**Recorded data**.
((
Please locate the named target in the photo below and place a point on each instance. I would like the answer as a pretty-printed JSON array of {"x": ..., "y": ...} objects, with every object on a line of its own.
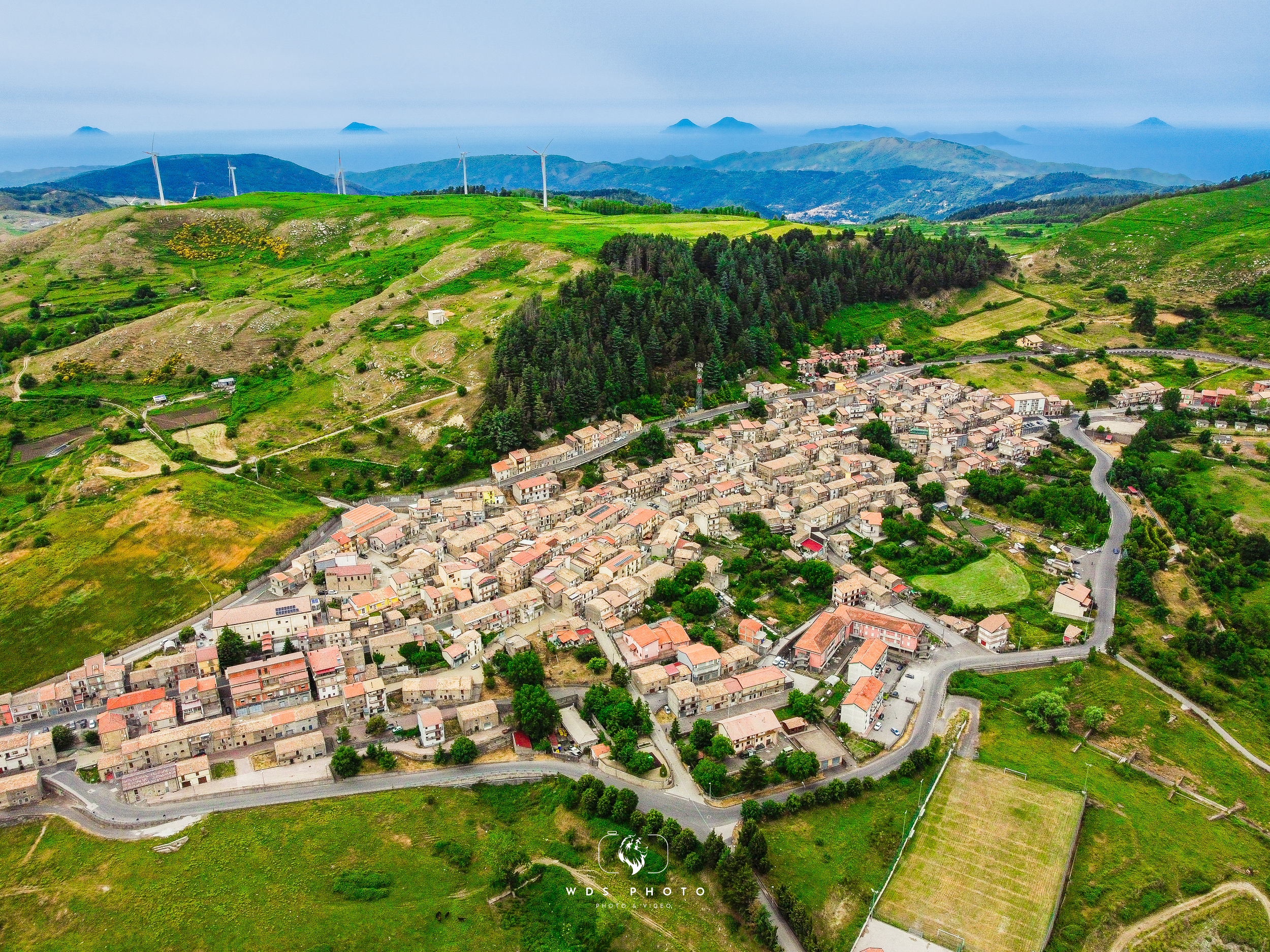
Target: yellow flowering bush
[
  {"x": 73, "y": 371},
  {"x": 166, "y": 372},
  {"x": 206, "y": 242}
]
))
**EXERCISE INSTRUCTIONS**.
Reproduce the listing above word for word, omitting the pictures.

**COMPLETE RESPONSE**.
Please locate the named target in the photo below and place a point on each instance. I would like the answer as a pretty-printed JSON array of {"x": ..., "y": ...} objects, with every object on a line of its own.
Target: yellow flowering bush
[
  {"x": 73, "y": 371},
  {"x": 166, "y": 372},
  {"x": 206, "y": 242}
]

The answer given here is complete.